- **Work instructions**:
According to the review of Determined, how many pages does the book have?

- **Document extract**:
──────────────────────────────

Editors Reads Verdict
Sapolsky's most controversial book and his most important — a comprehensive scientific argument for determinism that has real implications for how we think about punishment, responsibility, and human dignity.
What We Loved
- The scientific synthesis is comprehensive — Sapolsky draws on neuroscience, genetics, endocrinology, and development to build a cumulative argument
- The writing retains the wit and accessibility of Behave while handling more abstract philosophical territory
- The moral and legal implications are worked out with care rather than hand-waved
Minor Drawbacks
- The philosophical sections will frustrate readers with backgrounds in philosophy of action, who will find his engagement with compatibilism insufficiently rigorous
- The book's length means it covers some ground more than once
Key Takeaways
- → Every behavior is the product of prior causes — biology, environment, culture, development — that trace back to before the person existed
- → Compatibilism (reconciling free will with determinism) may be philosophically coherent but doesn't justify the emotional, moral, and legal weight we put on 'responsibility'
- → A world that took determinism seriously would still need to prevent harmful behavior, but would do so through rehabilitation rather than retribution
| Author | Robert Sapolsky |
|---|---|
| Publisher | Penguin Press |
| Pages | 528 |
| Published | October 17, 2023 |
| Language | English |
| Genre | Non-Fiction, Science, Philosophy |
Determined Review
Determined is Robert Sapolsky’s follow-up to his masterwork Behave, and it takes the argument of that book to its logical conclusion. Behave demonstrated that every human behavior is the product of biological, developmental, cultural, and environmental causes operating across multiple timescales. Determined argues that this accumulation of prior causes leaves no room for the kind of free will that could justify moral responsibility in any robust sense — and that we should revise our institutions accordingly.
The book proceeds by exhaustive elimination. Sapolsky surveys the neuroscience of decision-making (the brain prepares for action before we are consciously aware of deciding), the genetics of behavior (not genetic determinism, but genes interacting with environment), developmental biology, the endocrinology of stress and reward, the role of culture and history — and argues that at each level, causes precede choices in ways that leave no foothold for an uncaused causer. The argument is cumulative: no single study is decisive, but the convergence from multiple directions is, Sapolsky contends, overwhelming.

──────────────────────────────

- **Information**:
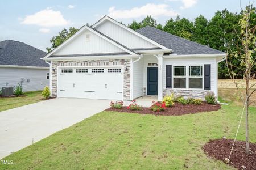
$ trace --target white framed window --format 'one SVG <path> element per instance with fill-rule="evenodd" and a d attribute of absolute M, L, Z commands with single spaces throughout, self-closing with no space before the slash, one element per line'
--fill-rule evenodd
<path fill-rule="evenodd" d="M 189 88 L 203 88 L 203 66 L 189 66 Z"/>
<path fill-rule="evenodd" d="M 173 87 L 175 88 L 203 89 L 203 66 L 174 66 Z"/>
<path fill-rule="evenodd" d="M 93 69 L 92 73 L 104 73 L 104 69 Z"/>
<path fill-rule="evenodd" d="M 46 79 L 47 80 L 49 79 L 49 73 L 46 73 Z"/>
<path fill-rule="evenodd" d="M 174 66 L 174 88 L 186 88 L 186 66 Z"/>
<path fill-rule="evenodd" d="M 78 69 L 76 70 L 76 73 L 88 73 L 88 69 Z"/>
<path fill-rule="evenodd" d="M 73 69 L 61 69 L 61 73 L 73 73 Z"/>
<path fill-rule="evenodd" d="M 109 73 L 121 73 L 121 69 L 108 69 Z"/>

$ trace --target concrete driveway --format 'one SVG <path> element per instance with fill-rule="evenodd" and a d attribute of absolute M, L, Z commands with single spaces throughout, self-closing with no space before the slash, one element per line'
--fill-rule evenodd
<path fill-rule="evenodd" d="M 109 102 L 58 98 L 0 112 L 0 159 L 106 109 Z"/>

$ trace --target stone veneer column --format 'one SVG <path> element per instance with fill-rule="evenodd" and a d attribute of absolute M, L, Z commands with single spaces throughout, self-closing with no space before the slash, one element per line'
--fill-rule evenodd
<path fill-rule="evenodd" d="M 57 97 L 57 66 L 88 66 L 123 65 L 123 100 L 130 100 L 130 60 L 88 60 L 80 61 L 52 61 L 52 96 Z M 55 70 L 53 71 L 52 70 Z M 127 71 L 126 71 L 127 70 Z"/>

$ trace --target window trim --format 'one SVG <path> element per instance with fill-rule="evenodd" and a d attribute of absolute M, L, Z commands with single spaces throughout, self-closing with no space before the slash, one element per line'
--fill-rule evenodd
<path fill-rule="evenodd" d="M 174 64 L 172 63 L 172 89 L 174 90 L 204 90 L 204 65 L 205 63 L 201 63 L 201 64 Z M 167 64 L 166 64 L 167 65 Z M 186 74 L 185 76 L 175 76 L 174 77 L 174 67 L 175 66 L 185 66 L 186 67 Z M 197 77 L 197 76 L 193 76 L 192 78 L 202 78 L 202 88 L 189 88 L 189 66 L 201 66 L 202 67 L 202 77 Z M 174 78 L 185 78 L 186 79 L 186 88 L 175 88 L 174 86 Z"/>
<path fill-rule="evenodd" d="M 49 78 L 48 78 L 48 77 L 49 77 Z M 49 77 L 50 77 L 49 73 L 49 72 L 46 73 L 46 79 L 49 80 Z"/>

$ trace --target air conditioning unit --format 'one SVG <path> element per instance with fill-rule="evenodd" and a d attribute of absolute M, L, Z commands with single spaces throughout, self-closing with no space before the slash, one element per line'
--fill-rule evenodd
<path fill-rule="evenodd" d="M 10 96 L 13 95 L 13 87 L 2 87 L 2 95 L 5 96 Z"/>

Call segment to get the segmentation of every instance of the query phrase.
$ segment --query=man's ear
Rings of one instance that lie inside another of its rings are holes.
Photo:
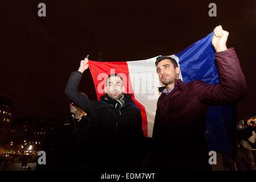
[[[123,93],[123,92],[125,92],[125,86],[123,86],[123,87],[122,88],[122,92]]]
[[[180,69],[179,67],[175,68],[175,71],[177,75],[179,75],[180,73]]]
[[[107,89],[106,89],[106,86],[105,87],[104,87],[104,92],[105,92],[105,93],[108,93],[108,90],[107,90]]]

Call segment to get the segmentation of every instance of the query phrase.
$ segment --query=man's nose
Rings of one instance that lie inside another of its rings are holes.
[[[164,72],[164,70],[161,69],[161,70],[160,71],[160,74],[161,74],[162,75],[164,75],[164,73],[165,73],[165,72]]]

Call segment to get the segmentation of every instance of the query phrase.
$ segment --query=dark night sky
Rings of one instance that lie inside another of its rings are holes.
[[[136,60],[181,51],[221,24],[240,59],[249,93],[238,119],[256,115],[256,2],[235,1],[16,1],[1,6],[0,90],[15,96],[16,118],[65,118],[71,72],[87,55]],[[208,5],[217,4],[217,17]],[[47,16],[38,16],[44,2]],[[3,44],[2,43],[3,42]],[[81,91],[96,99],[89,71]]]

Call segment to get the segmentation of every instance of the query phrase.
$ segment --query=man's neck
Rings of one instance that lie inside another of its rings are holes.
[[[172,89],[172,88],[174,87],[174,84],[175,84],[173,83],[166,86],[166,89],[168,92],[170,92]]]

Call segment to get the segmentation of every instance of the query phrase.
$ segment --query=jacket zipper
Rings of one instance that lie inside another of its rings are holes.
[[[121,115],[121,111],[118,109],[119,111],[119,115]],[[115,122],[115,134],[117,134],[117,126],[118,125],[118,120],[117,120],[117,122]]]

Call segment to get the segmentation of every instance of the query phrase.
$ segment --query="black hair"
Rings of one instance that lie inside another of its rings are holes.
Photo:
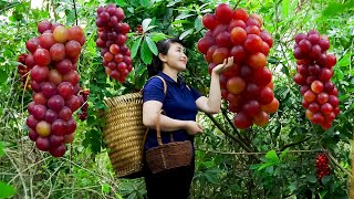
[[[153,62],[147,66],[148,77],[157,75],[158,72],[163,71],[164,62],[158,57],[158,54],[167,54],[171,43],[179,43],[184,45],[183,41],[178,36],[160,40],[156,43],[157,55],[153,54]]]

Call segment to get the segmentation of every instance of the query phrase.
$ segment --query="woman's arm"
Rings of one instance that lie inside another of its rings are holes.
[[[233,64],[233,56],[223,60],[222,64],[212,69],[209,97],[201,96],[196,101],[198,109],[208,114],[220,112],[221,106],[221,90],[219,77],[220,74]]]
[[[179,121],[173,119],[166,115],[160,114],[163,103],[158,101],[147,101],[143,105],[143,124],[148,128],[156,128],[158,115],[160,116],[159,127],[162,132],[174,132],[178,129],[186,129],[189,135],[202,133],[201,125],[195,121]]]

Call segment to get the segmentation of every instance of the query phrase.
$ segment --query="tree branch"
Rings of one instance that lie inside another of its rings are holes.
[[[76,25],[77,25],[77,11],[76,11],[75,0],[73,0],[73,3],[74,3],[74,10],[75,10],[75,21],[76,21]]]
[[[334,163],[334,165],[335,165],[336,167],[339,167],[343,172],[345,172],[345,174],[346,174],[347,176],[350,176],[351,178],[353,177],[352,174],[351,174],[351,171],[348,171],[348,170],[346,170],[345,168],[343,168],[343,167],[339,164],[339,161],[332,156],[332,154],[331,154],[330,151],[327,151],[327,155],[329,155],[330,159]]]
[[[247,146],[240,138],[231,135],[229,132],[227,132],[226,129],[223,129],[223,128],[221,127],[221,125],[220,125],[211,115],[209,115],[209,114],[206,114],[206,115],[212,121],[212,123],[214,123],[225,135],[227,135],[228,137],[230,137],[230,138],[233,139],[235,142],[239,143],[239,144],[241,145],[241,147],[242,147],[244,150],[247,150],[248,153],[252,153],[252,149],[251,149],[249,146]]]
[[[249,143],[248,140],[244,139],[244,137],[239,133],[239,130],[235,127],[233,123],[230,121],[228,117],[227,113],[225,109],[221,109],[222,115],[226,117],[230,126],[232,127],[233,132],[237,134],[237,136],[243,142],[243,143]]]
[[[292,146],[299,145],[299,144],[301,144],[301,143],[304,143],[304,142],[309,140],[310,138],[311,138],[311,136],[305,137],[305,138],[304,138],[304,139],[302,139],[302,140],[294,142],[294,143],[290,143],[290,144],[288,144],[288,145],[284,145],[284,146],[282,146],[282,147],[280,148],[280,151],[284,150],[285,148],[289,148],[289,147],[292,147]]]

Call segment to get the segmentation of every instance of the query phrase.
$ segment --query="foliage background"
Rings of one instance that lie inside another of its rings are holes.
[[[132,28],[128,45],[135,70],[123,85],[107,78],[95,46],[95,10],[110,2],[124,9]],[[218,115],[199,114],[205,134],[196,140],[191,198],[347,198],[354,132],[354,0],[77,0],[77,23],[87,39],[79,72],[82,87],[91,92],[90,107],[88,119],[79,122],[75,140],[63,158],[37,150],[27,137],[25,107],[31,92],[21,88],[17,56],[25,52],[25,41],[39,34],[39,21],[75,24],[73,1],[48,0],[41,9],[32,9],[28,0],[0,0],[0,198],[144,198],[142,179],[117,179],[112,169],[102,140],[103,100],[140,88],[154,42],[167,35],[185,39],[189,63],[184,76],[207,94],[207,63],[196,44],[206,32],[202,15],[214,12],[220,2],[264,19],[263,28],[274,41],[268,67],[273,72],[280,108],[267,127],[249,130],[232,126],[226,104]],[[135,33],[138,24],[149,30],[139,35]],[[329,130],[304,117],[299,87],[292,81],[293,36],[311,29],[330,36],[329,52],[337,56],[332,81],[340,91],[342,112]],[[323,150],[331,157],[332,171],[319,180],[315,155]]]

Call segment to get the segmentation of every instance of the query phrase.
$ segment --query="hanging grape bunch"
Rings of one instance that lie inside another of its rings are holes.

──────────────────────────────

- **Output below**:
528